**Task prompt**. Repeat the records verbatim and leave the pictures out of your copy.

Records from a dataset
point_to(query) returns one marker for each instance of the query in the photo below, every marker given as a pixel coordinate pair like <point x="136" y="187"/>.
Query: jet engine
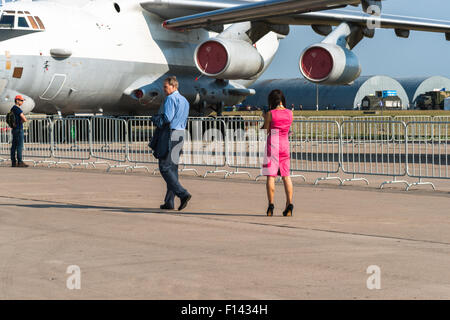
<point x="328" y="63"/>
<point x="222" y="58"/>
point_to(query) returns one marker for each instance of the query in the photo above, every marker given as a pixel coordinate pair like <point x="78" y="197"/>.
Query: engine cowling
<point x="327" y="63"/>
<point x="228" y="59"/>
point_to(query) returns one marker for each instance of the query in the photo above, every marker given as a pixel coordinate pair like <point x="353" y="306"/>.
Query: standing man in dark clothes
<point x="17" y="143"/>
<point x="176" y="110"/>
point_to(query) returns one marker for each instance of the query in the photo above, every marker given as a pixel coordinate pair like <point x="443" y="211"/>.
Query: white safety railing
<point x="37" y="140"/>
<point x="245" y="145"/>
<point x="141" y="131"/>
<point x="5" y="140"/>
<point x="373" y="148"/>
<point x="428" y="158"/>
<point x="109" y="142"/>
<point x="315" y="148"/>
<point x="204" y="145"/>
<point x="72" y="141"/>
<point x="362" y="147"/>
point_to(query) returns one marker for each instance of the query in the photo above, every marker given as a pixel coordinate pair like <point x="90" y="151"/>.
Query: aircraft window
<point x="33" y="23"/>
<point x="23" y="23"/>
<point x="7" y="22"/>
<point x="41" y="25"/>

**Full answer**.
point_to(query) returns one marker for each instance of the query in the photo below, every marker given as a pixel coordinate pair like <point x="136" y="187"/>.
Query: jet engine
<point x="328" y="63"/>
<point x="222" y="58"/>
point_to(query) returns one marker for each instance of the query in the photo above, every marker given as a pixel coordinate pair like <point x="78" y="197"/>.
Query: engine cowling
<point x="327" y="63"/>
<point x="228" y="59"/>
point_to(query) returns one marker for each instance of the query in the photo above, every marker given as a pixel coordinate pair like <point x="353" y="306"/>.
Query: standing man in dark clothes
<point x="17" y="143"/>
<point x="176" y="110"/>
point_to(query) returns one marker for each instance of the query in the photo above, every marker given as a pixel coordinate pair like <point x="443" y="211"/>.
Query: white safety railing
<point x="37" y="140"/>
<point x="245" y="145"/>
<point x="141" y="131"/>
<point x="5" y="140"/>
<point x="373" y="148"/>
<point x="428" y="158"/>
<point x="109" y="142"/>
<point x="315" y="148"/>
<point x="204" y="145"/>
<point x="72" y="141"/>
<point x="362" y="147"/>
point_to(query) returns one marker for each instance of the query in the photo above, every marker given as a pixel coordinate pair like <point x="90" y="151"/>.
Query: aircraft window
<point x="33" y="23"/>
<point x="23" y="23"/>
<point x="7" y="22"/>
<point x="41" y="25"/>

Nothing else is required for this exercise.